What you will do:
Omit every picture, then give all the entries again exactly.

─── Dataset

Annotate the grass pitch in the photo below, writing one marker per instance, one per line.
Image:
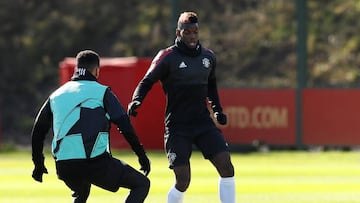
(274, 177)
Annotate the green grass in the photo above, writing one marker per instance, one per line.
(275, 177)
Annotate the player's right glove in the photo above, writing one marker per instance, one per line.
(220, 118)
(132, 107)
(143, 161)
(39, 169)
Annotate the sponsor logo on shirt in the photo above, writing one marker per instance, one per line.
(206, 62)
(182, 65)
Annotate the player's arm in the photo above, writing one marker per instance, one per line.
(157, 71)
(119, 117)
(213, 97)
(41, 127)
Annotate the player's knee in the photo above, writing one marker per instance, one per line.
(146, 183)
(182, 184)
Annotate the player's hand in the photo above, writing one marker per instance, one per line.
(220, 118)
(145, 164)
(132, 107)
(38, 172)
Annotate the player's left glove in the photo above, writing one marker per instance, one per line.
(145, 164)
(220, 118)
(39, 169)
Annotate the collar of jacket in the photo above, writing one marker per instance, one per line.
(79, 74)
(186, 50)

──────

Reply:
Annotate the grass pitch in the photo below, writing one marker per instance, one per line.
Image:
(274, 177)
Annotate the green grass in the photo above, writing one marker per instance, one per line.
(275, 177)
Annotate the player's right glove in the photo above, writing one marker per instance, one per line.
(220, 118)
(132, 107)
(143, 161)
(39, 169)
Annotate the sponsor logo on shirt in the photo above, writing one marker per instance, one per line.
(206, 62)
(182, 65)
Annotate the player's arm in the photo above, writing one marker per instance, one per line.
(157, 71)
(119, 117)
(213, 97)
(41, 127)
Annotate the player's knee in the photo above, writing one marker per instance, one per line.
(146, 183)
(182, 184)
Annotate the player's hand in the photo above, writing one marker per instance, one per line.
(220, 118)
(145, 164)
(132, 107)
(38, 172)
Annotate the player's left glove in the photo above, writing one marker per instance, one per line.
(145, 164)
(220, 118)
(39, 169)
Annotate the collar of jacket in the photo above, writing one marker per instance, one per line.
(79, 74)
(186, 50)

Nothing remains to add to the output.